Directions for this task
Would you print the data below exactly, leaving out every picture?

(Beginning of Data for the task)

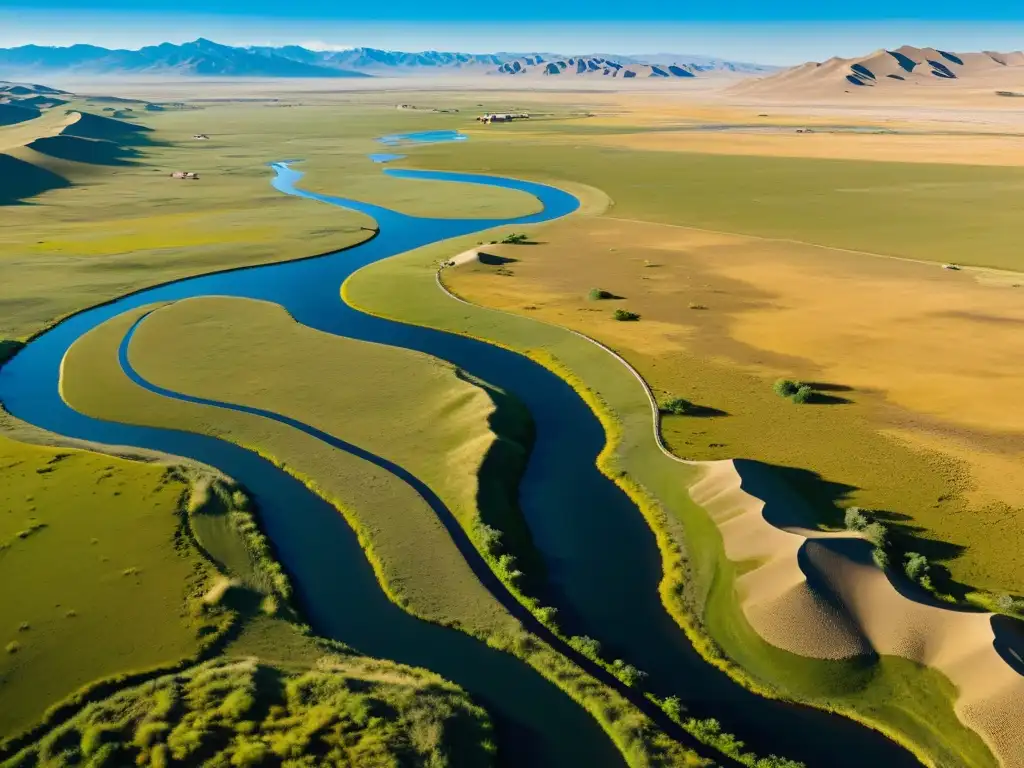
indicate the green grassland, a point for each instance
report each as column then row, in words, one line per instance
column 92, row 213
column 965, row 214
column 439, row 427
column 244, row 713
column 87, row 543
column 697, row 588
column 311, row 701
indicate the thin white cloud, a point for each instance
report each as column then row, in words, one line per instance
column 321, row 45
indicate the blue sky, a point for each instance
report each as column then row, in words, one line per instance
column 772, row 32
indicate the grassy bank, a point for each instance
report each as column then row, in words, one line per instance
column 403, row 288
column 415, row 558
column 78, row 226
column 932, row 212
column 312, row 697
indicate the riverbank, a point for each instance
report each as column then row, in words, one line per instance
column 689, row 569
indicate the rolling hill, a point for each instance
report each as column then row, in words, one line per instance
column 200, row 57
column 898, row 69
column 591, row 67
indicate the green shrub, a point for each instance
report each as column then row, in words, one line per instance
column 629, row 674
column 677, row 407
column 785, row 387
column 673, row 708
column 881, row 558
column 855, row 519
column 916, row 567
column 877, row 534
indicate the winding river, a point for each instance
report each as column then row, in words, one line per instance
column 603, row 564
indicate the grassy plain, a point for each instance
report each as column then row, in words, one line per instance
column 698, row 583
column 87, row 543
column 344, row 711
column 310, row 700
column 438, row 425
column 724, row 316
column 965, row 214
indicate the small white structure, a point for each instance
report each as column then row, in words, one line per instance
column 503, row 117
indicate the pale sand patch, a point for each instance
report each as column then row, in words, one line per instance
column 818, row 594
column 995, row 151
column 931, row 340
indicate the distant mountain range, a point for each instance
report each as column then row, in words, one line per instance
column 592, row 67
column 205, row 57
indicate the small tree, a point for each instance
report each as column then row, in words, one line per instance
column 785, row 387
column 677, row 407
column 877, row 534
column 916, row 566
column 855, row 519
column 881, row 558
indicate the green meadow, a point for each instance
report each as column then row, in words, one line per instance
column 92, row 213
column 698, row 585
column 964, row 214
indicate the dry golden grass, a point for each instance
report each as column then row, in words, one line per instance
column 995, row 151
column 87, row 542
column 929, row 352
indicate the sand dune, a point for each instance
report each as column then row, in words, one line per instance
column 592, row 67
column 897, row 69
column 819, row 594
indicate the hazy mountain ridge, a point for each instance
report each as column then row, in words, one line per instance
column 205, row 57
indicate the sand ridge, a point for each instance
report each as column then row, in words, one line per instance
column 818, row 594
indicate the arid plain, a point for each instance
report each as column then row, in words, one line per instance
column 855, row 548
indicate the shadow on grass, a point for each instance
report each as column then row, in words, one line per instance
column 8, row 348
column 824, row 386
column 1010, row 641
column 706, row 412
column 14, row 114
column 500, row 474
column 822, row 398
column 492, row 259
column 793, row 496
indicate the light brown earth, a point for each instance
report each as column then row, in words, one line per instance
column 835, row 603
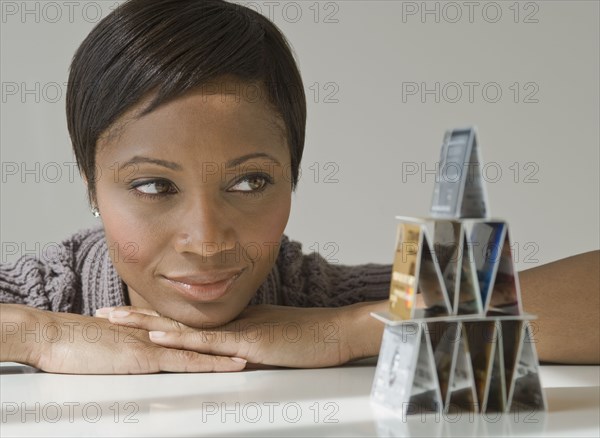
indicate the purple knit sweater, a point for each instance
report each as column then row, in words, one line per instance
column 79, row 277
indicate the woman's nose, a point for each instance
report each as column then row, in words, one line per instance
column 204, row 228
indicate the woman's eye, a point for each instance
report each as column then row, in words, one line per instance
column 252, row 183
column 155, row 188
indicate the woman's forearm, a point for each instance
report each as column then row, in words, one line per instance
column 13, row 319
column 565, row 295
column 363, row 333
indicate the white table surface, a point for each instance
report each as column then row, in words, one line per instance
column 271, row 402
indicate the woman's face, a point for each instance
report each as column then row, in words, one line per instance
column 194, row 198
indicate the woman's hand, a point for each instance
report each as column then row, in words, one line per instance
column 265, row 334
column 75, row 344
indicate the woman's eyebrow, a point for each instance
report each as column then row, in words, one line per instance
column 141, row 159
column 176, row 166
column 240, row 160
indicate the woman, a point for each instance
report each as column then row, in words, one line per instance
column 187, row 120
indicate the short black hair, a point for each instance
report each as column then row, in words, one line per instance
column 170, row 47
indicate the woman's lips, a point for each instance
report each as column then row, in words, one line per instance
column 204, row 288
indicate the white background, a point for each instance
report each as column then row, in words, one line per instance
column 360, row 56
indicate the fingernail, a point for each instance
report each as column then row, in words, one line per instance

(End of Data for the task)

Answer to the exercise
indicate the green grassland, a point for each instance
report each as column then row, in words, one line per instance
column 92, row 213
column 965, row 214
column 439, row 427
column 244, row 713
column 87, row 543
column 697, row 588
column 311, row 701
indicate the thin white cloud, a point for each instance
report each as column then row, in words, one line per instance
column 321, row 45
indicate the blue sky, a point for each instance
report each as column then row, in words, one line per instance
column 772, row 32
indicate the grassy bank, a point for each instance
report each as column then row, in words, one line per instance
column 403, row 288
column 415, row 558
column 78, row 226
column 932, row 212
column 312, row 697
indicate the riverbank, a point for each instance
report each as column then row, in words, one line per instance
column 689, row 569
indicate the rolling hill, a point for each instance
report each as column then row, in words, one line per instance
column 200, row 57
column 898, row 69
column 591, row 67
indicate the green shrub, a point for each instance
report each as column then row, in words, one line per instance
column 629, row 674
column 677, row 407
column 785, row 387
column 673, row 708
column 881, row 558
column 855, row 519
column 916, row 567
column 877, row 534
indicate the winding river, a point for each instance
report each as column then row, in words, one line per instance
column 603, row 564
indicate the grassy plain, a point for each instance
report each as column then row, in words, one line per instance
column 698, row 583
column 87, row 543
column 344, row 711
column 310, row 700
column 438, row 425
column 724, row 316
column 965, row 214
indicate the small white structure, a point for each instance
report each as column then row, in words, one line per instance
column 503, row 117
indicate the pale sand patch, a point for each instance
report each as column then row, in words, one line per instance
column 818, row 594
column 995, row 151
column 931, row 340
indicate the distant mountain range, a point for each instance
report each as column then row, in words, one line per instance
column 592, row 67
column 205, row 57
indicate the small tree, a point for each instance
report each as column then row, in words, one line per instance
column 785, row 387
column 677, row 407
column 877, row 534
column 916, row 566
column 855, row 519
column 881, row 558
indicate the green meadow, a point for each instance
report each as column then row, in words, one line per instance
column 92, row 213
column 698, row 585
column 964, row 214
indicate the dry golden grass, a point for each instance
report each as column then row, in words, one line per instance
column 995, row 151
column 87, row 542
column 929, row 352
indicate the sand dune, a point for each instance
report each as column then row, in words, one line per instance
column 592, row 67
column 897, row 69
column 819, row 594
indicate the hazy mountain ridge, a point for each instance
report each as column then row, in words, one line per instance
column 205, row 57
indicate the sand ridge, a point for each instance
report each as column then row, in words, one line per instance
column 818, row 594
indicate the arid plain, a point for each instance
report each as column then row, in words, one line per instance
column 855, row 548
indicate the shadow on grass, a point for each instance
report each as column then row, in words, one line per instance
column 8, row 348
column 824, row 386
column 1010, row 641
column 706, row 412
column 14, row 114
column 500, row 474
column 822, row 398
column 492, row 259
column 793, row 496
indicate the light brown earth, a point for each instance
report each as column then row, in words, one line per instance
column 835, row 603
indicate the purple knit sweater, a point for each instance
report each as column then row, in words, one line per instance
column 79, row 277
indicate the woman's nose, a point for each instance
report each as column then row, in words, one line per instance
column 204, row 228
indicate the woman's eye, a point for each instance
report each as column then row, in words, one line per instance
column 252, row 183
column 155, row 188
indicate the woman's forearm, a point for each instance
report each as column then row, in words, one line per instance
column 13, row 319
column 565, row 295
column 363, row 333
indicate the white table surface, a point for each instance
report each as column then row, in words, one line per instance
column 271, row 402
indicate the woman's face, a point for each instance
report each as column then row, in words, one line per instance
column 194, row 198
indicate the woman's hand, a point for each instance
report each as column then row, in words, one line per instance
column 265, row 334
column 75, row 344
indicate the woman's eyebrow, a point for each instance
report each as column then row, in words, one line per instance
column 141, row 159
column 176, row 166
column 240, row 160
indicate the woman, a point for each instance
report each as column then row, in words, one line per instance
column 187, row 120
indicate the short black hair, a point for each instance
report each as column then row, in words, one line per instance
column 170, row 47
indicate the woman's lips, a point for each instance
report each as column then row, in words, one line per instance
column 204, row 288
indicate the white background, a point for each instance
report each as column then row, in words, one line per instance
column 360, row 56
indicate the fingernail, a point for each instance
report each as column then row, in words, one line per instance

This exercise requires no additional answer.